[Exercise details] Locate each line in the listing below that contains the word "light", and copy those lines.

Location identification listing

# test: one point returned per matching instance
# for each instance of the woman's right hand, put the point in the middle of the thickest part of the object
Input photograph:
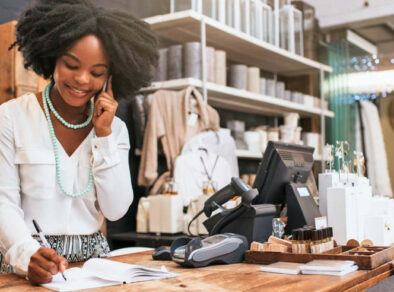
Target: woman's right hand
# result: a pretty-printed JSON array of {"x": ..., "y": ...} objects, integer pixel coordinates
[{"x": 44, "y": 264}]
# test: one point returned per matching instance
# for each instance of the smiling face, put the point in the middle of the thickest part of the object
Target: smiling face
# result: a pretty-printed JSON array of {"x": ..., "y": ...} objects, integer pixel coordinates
[{"x": 81, "y": 71}]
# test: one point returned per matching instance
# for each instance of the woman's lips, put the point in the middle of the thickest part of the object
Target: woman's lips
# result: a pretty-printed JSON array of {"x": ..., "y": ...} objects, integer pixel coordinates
[{"x": 77, "y": 93}]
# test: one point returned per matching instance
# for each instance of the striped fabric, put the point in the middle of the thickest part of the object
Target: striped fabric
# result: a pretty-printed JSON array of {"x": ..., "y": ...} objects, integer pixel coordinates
[{"x": 75, "y": 248}]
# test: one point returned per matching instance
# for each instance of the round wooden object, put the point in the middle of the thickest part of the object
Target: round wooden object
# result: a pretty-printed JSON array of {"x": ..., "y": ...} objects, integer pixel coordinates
[{"x": 352, "y": 242}]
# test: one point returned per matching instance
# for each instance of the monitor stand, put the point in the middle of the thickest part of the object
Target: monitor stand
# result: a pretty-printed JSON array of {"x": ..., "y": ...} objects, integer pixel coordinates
[{"x": 301, "y": 207}]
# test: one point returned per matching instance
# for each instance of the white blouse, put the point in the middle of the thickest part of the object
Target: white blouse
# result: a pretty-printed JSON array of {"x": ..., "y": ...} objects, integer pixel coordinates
[{"x": 28, "y": 187}]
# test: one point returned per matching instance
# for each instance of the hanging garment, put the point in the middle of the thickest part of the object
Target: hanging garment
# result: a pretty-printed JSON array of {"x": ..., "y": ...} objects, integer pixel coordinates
[
  {"x": 168, "y": 123},
  {"x": 375, "y": 150},
  {"x": 190, "y": 173},
  {"x": 220, "y": 143}
]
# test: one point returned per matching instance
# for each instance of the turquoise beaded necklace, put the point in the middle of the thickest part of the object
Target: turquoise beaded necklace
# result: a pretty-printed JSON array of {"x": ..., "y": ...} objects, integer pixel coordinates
[{"x": 47, "y": 101}]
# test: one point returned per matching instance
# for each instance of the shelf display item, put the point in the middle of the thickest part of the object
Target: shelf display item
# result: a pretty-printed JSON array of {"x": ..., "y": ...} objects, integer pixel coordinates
[
  {"x": 263, "y": 85},
  {"x": 255, "y": 19},
  {"x": 161, "y": 69},
  {"x": 233, "y": 15},
  {"x": 181, "y": 5},
  {"x": 253, "y": 140},
  {"x": 280, "y": 89},
  {"x": 220, "y": 68},
  {"x": 192, "y": 60},
  {"x": 253, "y": 79},
  {"x": 291, "y": 30},
  {"x": 273, "y": 134},
  {"x": 266, "y": 23},
  {"x": 291, "y": 119},
  {"x": 210, "y": 53},
  {"x": 238, "y": 76},
  {"x": 175, "y": 61},
  {"x": 270, "y": 87},
  {"x": 215, "y": 9},
  {"x": 287, "y": 95}
]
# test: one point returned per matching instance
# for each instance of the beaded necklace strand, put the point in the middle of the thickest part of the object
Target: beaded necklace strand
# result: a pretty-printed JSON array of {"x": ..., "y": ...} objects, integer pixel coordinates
[{"x": 46, "y": 100}]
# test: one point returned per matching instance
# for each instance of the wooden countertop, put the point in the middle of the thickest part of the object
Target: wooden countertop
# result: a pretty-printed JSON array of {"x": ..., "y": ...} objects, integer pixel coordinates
[{"x": 237, "y": 277}]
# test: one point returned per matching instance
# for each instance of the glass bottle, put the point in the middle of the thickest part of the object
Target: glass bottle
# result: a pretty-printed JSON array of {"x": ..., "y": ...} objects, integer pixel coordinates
[
  {"x": 266, "y": 23},
  {"x": 181, "y": 5},
  {"x": 255, "y": 19},
  {"x": 291, "y": 30},
  {"x": 295, "y": 241},
  {"x": 233, "y": 15}
]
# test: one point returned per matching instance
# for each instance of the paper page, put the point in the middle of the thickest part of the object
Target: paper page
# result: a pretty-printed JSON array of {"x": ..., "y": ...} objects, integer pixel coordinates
[
  {"x": 332, "y": 273},
  {"x": 77, "y": 279},
  {"x": 282, "y": 268},
  {"x": 128, "y": 273},
  {"x": 327, "y": 265}
]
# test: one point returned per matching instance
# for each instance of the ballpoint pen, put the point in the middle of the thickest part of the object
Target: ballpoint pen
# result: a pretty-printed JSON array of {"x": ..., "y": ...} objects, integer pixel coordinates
[{"x": 44, "y": 241}]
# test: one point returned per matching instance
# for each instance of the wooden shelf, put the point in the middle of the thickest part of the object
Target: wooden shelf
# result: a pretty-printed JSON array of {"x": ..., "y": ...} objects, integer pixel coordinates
[
  {"x": 240, "y": 100},
  {"x": 245, "y": 154},
  {"x": 185, "y": 26}
]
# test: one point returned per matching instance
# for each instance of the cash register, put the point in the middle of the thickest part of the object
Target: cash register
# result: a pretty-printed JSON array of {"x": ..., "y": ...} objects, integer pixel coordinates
[{"x": 280, "y": 181}]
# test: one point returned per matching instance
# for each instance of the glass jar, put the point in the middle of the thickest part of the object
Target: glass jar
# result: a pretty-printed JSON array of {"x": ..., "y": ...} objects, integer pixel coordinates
[
  {"x": 266, "y": 23},
  {"x": 290, "y": 30},
  {"x": 181, "y": 5},
  {"x": 233, "y": 15},
  {"x": 215, "y": 9},
  {"x": 255, "y": 19}
]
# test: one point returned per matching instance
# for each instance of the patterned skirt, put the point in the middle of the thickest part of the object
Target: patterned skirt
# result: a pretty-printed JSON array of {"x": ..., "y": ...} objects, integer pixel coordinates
[{"x": 75, "y": 248}]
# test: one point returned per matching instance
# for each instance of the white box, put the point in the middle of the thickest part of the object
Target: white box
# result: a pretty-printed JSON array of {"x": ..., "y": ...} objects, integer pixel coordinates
[
  {"x": 326, "y": 180},
  {"x": 376, "y": 229},
  {"x": 342, "y": 213},
  {"x": 165, "y": 214}
]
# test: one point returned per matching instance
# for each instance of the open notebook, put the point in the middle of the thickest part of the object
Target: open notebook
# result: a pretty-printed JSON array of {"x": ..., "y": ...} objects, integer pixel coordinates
[{"x": 101, "y": 272}]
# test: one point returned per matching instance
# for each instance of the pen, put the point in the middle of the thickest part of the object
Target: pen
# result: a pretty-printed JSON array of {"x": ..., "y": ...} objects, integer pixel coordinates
[{"x": 44, "y": 240}]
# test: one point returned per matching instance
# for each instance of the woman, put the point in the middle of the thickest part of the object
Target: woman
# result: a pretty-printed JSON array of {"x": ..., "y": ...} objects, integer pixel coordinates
[{"x": 63, "y": 153}]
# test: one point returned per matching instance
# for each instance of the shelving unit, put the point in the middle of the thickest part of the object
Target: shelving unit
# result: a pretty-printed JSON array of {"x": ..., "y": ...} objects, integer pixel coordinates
[
  {"x": 245, "y": 154},
  {"x": 188, "y": 26},
  {"x": 185, "y": 26},
  {"x": 240, "y": 100}
]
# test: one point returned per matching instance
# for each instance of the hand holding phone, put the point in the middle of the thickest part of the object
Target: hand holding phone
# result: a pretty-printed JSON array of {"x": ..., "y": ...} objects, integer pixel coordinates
[{"x": 104, "y": 109}]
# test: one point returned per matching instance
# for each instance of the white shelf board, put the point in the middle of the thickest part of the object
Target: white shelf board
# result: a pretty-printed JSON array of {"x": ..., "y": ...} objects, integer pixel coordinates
[
  {"x": 185, "y": 26},
  {"x": 255, "y": 155},
  {"x": 240, "y": 100}
]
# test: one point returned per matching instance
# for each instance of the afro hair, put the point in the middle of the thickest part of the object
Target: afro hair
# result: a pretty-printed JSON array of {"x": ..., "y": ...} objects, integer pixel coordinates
[{"x": 48, "y": 28}]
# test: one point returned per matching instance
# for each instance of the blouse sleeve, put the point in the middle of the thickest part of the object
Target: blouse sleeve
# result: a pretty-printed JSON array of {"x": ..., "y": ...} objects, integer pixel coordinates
[
  {"x": 112, "y": 173},
  {"x": 16, "y": 242}
]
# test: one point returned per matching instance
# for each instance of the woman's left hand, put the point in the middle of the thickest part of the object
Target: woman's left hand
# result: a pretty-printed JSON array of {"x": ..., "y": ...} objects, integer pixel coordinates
[{"x": 104, "y": 111}]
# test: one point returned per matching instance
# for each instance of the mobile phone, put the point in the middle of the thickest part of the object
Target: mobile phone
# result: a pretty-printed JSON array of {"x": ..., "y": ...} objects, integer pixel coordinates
[
  {"x": 105, "y": 84},
  {"x": 104, "y": 89}
]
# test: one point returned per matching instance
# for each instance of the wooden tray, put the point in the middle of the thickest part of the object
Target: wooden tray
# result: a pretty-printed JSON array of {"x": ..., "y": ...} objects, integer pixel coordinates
[{"x": 365, "y": 260}]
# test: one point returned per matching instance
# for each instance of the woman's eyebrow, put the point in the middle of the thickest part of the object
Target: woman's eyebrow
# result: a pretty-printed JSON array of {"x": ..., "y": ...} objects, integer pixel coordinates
[{"x": 77, "y": 60}]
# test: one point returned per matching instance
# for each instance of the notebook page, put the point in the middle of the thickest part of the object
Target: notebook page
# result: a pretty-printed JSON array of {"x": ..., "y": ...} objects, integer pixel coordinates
[
  {"x": 124, "y": 272},
  {"x": 77, "y": 279},
  {"x": 332, "y": 273},
  {"x": 327, "y": 265}
]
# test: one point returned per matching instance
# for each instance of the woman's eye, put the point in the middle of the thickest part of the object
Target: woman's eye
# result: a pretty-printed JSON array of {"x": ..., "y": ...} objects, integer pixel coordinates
[{"x": 71, "y": 67}]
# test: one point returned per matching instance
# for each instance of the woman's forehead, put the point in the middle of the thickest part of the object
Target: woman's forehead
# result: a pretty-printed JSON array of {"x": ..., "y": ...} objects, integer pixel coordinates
[{"x": 89, "y": 49}]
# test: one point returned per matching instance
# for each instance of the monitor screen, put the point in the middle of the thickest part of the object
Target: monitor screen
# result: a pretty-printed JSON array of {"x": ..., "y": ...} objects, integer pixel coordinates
[{"x": 282, "y": 163}]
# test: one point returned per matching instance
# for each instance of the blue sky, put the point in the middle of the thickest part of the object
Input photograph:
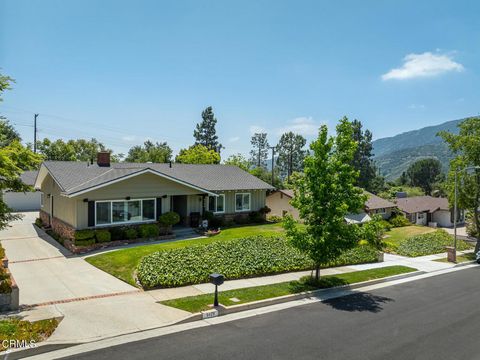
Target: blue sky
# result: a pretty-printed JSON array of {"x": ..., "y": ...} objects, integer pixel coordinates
[{"x": 125, "y": 71}]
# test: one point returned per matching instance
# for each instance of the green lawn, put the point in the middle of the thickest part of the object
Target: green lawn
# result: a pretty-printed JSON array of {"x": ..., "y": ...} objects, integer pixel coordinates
[
  {"x": 460, "y": 258},
  {"x": 397, "y": 235},
  {"x": 198, "y": 303},
  {"x": 16, "y": 329},
  {"x": 122, "y": 263}
]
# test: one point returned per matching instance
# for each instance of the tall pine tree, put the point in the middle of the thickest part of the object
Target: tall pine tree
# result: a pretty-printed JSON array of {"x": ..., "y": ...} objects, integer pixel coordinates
[
  {"x": 291, "y": 154},
  {"x": 205, "y": 133},
  {"x": 259, "y": 152}
]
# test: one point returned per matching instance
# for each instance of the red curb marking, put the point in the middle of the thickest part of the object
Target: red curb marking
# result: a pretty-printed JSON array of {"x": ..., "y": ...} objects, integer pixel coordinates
[
  {"x": 39, "y": 259},
  {"x": 64, "y": 301}
]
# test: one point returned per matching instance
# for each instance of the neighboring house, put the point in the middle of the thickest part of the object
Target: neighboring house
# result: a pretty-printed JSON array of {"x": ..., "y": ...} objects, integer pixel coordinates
[
  {"x": 80, "y": 195},
  {"x": 279, "y": 203},
  {"x": 428, "y": 210},
  {"x": 24, "y": 201},
  {"x": 376, "y": 205}
]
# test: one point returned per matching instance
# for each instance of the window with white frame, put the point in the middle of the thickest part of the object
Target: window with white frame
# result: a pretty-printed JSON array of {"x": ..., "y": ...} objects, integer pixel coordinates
[
  {"x": 216, "y": 204},
  {"x": 242, "y": 202},
  {"x": 124, "y": 211}
]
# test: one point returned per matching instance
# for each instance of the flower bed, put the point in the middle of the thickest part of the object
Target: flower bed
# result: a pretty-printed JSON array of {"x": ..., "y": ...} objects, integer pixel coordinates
[
  {"x": 240, "y": 258},
  {"x": 429, "y": 243}
]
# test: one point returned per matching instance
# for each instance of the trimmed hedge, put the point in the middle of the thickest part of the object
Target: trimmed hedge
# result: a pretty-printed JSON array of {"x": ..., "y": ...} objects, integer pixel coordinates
[
  {"x": 103, "y": 235},
  {"x": 239, "y": 258},
  {"x": 429, "y": 243},
  {"x": 149, "y": 231}
]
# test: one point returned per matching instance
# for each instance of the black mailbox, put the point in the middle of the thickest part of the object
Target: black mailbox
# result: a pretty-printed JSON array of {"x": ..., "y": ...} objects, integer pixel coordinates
[{"x": 217, "y": 279}]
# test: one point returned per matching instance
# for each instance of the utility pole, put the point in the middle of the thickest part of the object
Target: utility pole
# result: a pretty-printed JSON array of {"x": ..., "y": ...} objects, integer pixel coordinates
[
  {"x": 35, "y": 133},
  {"x": 273, "y": 164}
]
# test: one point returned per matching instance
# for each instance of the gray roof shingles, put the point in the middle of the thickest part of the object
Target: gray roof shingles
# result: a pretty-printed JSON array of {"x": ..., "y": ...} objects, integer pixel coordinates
[{"x": 74, "y": 177}]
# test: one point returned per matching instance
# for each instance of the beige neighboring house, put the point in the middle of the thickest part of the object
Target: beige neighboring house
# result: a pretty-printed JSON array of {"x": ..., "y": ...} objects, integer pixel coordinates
[
  {"x": 279, "y": 202},
  {"x": 428, "y": 210},
  {"x": 83, "y": 195}
]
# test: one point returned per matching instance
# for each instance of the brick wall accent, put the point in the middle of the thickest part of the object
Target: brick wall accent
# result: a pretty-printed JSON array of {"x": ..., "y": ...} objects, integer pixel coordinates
[{"x": 63, "y": 229}]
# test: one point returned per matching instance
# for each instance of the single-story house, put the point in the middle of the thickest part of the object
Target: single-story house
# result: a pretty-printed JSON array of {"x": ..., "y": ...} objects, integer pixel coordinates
[
  {"x": 428, "y": 210},
  {"x": 24, "y": 201},
  {"x": 376, "y": 205},
  {"x": 82, "y": 195},
  {"x": 279, "y": 203}
]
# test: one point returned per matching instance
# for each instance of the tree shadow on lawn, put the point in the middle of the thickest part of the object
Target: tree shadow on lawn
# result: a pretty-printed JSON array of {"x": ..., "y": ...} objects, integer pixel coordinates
[{"x": 358, "y": 302}]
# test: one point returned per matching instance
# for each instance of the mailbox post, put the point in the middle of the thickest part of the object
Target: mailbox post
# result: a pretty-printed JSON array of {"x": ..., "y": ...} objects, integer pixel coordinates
[{"x": 216, "y": 279}]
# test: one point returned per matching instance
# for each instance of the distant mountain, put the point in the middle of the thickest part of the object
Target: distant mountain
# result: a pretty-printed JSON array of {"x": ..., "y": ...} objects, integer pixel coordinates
[{"x": 393, "y": 155}]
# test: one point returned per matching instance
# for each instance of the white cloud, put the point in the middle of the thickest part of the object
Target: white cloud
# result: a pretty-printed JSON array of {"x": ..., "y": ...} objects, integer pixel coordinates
[
  {"x": 423, "y": 65},
  {"x": 305, "y": 126},
  {"x": 256, "y": 129}
]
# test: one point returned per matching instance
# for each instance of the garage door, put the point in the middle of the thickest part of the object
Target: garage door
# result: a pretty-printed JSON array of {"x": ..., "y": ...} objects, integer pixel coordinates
[{"x": 18, "y": 201}]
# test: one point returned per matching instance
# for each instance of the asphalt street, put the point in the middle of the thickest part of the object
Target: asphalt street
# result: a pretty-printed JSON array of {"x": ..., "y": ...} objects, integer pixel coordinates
[{"x": 434, "y": 318}]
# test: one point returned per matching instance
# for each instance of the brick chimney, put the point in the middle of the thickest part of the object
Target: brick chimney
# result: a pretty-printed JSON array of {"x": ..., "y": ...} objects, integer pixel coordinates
[{"x": 103, "y": 158}]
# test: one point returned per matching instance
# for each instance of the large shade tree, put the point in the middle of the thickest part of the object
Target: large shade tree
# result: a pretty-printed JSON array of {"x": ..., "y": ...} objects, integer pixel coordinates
[
  {"x": 466, "y": 166},
  {"x": 324, "y": 195}
]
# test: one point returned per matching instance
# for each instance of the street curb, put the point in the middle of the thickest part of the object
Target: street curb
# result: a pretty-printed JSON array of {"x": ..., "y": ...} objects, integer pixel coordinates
[{"x": 225, "y": 310}]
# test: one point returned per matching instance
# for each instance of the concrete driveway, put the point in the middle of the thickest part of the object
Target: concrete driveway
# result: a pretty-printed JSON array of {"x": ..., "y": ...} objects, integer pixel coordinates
[{"x": 93, "y": 304}]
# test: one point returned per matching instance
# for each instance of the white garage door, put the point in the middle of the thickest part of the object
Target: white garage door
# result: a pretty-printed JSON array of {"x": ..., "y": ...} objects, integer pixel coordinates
[{"x": 19, "y": 201}]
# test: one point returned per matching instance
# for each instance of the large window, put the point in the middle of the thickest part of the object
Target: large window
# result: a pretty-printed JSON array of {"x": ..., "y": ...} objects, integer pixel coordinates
[
  {"x": 216, "y": 204},
  {"x": 242, "y": 202},
  {"x": 124, "y": 211}
]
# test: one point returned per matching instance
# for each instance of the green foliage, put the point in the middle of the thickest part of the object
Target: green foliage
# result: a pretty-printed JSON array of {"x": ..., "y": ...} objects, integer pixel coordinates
[
  {"x": 291, "y": 153},
  {"x": 260, "y": 150},
  {"x": 373, "y": 232},
  {"x": 169, "y": 219},
  {"x": 325, "y": 195},
  {"x": 150, "y": 152},
  {"x": 429, "y": 243},
  {"x": 205, "y": 133},
  {"x": 466, "y": 147},
  {"x": 238, "y": 160},
  {"x": 392, "y": 191},
  {"x": 14, "y": 159},
  {"x": 198, "y": 154},
  {"x": 399, "y": 221},
  {"x": 84, "y": 234},
  {"x": 131, "y": 233},
  {"x": 424, "y": 173},
  {"x": 149, "y": 231},
  {"x": 252, "y": 256},
  {"x": 103, "y": 236}
]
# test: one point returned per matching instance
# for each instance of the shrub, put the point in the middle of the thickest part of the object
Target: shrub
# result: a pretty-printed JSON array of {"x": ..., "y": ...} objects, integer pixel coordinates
[
  {"x": 131, "y": 233},
  {"x": 86, "y": 242},
  {"x": 399, "y": 221},
  {"x": 275, "y": 219},
  {"x": 103, "y": 235},
  {"x": 429, "y": 243},
  {"x": 149, "y": 231},
  {"x": 239, "y": 258},
  {"x": 84, "y": 235},
  {"x": 169, "y": 219}
]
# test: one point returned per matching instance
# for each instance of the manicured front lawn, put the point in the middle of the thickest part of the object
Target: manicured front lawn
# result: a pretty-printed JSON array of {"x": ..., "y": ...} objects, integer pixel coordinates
[
  {"x": 122, "y": 263},
  {"x": 198, "y": 303},
  {"x": 16, "y": 329},
  {"x": 395, "y": 236}
]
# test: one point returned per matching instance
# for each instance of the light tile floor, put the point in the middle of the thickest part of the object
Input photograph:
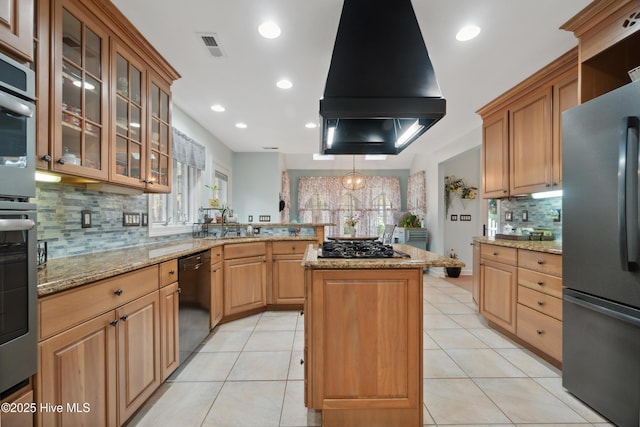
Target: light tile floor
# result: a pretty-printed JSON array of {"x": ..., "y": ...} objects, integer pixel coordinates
[{"x": 248, "y": 373}]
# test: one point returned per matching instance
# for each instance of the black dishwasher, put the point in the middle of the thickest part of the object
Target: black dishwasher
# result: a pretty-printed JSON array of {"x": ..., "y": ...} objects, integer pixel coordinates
[{"x": 195, "y": 301}]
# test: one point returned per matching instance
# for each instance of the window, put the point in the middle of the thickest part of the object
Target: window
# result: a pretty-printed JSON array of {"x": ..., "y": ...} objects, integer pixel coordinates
[{"x": 176, "y": 212}]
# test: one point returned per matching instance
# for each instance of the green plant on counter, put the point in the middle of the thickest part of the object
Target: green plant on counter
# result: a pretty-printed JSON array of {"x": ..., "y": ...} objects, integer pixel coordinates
[{"x": 410, "y": 221}]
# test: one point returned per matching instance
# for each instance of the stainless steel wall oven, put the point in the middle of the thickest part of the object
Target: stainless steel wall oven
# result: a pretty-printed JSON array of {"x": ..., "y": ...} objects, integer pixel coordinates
[{"x": 18, "y": 237}]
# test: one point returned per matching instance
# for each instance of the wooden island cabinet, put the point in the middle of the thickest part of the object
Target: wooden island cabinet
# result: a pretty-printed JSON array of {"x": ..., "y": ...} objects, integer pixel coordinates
[{"x": 363, "y": 338}]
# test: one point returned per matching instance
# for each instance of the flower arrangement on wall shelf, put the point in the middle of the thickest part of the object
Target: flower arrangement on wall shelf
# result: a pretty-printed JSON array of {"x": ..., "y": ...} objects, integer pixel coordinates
[{"x": 457, "y": 187}]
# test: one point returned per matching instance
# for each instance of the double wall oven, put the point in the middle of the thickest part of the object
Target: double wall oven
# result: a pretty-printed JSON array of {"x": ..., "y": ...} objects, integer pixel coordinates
[{"x": 18, "y": 239}]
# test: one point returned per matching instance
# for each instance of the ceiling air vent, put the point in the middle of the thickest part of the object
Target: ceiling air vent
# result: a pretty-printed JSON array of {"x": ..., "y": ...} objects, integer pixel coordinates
[{"x": 211, "y": 43}]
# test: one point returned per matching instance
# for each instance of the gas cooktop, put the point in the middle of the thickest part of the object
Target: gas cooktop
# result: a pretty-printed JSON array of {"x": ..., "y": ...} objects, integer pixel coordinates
[{"x": 359, "y": 249}]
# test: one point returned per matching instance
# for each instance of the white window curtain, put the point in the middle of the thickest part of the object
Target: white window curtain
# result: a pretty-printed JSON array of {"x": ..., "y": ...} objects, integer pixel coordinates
[
  {"x": 417, "y": 194},
  {"x": 323, "y": 199}
]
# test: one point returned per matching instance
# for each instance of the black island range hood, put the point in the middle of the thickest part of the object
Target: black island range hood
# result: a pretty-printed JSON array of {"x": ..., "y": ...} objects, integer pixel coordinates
[{"x": 381, "y": 91}]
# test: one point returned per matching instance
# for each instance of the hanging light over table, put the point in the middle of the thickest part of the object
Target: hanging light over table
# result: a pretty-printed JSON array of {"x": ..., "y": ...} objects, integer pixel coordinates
[{"x": 353, "y": 180}]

[Task output]
# for each instance of the light tile floor, put the point in the middle of the thickest part of the object
Target: light tile floor
# for each instance of the hanging light over table, put the point in the middle of the thickest part of the object
Target: hanging light over table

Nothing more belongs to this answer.